[Collected data entries]
>>>>
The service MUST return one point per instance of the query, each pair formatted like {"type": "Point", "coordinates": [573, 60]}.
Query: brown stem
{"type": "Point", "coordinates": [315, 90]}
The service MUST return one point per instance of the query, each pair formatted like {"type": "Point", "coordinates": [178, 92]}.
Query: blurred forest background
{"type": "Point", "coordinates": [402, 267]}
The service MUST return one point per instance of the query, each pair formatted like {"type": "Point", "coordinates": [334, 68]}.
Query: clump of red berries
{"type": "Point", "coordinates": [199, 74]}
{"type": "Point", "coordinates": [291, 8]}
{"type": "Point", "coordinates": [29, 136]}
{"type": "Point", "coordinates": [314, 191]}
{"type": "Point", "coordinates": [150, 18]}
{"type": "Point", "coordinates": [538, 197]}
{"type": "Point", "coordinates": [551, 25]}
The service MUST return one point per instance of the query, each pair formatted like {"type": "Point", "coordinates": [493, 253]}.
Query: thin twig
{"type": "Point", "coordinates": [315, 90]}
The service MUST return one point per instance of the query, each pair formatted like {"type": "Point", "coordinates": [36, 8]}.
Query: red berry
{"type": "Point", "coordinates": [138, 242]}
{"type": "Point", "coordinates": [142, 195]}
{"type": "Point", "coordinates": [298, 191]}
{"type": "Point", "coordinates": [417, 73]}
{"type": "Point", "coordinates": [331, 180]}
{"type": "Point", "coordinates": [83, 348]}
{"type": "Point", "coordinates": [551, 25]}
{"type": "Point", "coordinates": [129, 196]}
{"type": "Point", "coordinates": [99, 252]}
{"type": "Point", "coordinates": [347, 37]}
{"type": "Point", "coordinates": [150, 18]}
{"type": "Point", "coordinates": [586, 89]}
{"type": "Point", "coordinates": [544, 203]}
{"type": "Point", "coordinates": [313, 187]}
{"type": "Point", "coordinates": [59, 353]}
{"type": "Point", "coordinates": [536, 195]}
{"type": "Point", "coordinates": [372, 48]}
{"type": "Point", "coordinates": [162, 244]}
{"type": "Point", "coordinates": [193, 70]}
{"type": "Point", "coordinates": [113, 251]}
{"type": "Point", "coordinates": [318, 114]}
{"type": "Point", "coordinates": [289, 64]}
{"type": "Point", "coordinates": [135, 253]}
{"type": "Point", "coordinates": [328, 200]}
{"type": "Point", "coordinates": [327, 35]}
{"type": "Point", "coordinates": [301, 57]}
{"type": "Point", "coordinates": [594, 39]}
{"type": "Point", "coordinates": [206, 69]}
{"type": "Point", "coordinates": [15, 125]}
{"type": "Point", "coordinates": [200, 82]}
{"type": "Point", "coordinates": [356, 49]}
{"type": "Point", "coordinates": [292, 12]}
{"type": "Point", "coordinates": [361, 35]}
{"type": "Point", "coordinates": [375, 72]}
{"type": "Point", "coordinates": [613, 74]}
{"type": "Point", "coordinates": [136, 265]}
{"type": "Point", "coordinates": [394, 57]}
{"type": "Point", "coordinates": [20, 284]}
<<<<
• Task instructions:
Return all the lines above exactly as given.

• Solution to this problem:
The service MUST return one point per instance of the query, each pair formatted like {"type": "Point", "coordinates": [573, 60]}.
Query: brown stem
{"type": "Point", "coordinates": [315, 90]}
The service MUST return one point per instance of the query, each pair formatted like {"type": "Point", "coordinates": [178, 92]}.
Query: blurred forest background
{"type": "Point", "coordinates": [402, 267]}
The service MUST return one point per instance of the query, each pair formatted like {"type": "Point", "coordinates": [334, 68]}.
Query: clump of red berries
{"type": "Point", "coordinates": [199, 74]}
{"type": "Point", "coordinates": [291, 8]}
{"type": "Point", "coordinates": [29, 136]}
{"type": "Point", "coordinates": [314, 191]}
{"type": "Point", "coordinates": [150, 18]}
{"type": "Point", "coordinates": [538, 197]}
{"type": "Point", "coordinates": [551, 25]}
The service MUST return one point per instance of the query, each pair formatted like {"type": "Point", "coordinates": [493, 253]}.
Query: thin twig
{"type": "Point", "coordinates": [315, 90]}
The service MUST return one point per instance of the query, each pair formatted like {"type": "Point", "coordinates": [36, 8]}.
Query: red berry
{"type": "Point", "coordinates": [138, 242]}
{"type": "Point", "coordinates": [142, 195]}
{"type": "Point", "coordinates": [298, 191]}
{"type": "Point", "coordinates": [417, 73]}
{"type": "Point", "coordinates": [331, 180]}
{"type": "Point", "coordinates": [83, 348]}
{"type": "Point", "coordinates": [551, 25]}
{"type": "Point", "coordinates": [129, 196]}
{"type": "Point", "coordinates": [99, 252]}
{"type": "Point", "coordinates": [347, 37]}
{"type": "Point", "coordinates": [150, 18]}
{"type": "Point", "coordinates": [586, 89]}
{"type": "Point", "coordinates": [544, 203]}
{"type": "Point", "coordinates": [313, 187]}
{"type": "Point", "coordinates": [59, 353]}
{"type": "Point", "coordinates": [536, 195]}
{"type": "Point", "coordinates": [372, 48]}
{"type": "Point", "coordinates": [162, 244]}
{"type": "Point", "coordinates": [193, 70]}
{"type": "Point", "coordinates": [113, 251]}
{"type": "Point", "coordinates": [318, 114]}
{"type": "Point", "coordinates": [289, 64]}
{"type": "Point", "coordinates": [135, 253]}
{"type": "Point", "coordinates": [328, 200]}
{"type": "Point", "coordinates": [327, 35]}
{"type": "Point", "coordinates": [301, 57]}
{"type": "Point", "coordinates": [594, 39]}
{"type": "Point", "coordinates": [206, 69]}
{"type": "Point", "coordinates": [15, 125]}
{"type": "Point", "coordinates": [200, 82]}
{"type": "Point", "coordinates": [356, 49]}
{"type": "Point", "coordinates": [292, 12]}
{"type": "Point", "coordinates": [361, 35]}
{"type": "Point", "coordinates": [375, 72]}
{"type": "Point", "coordinates": [613, 74]}
{"type": "Point", "coordinates": [136, 265]}
{"type": "Point", "coordinates": [394, 57]}
{"type": "Point", "coordinates": [20, 284]}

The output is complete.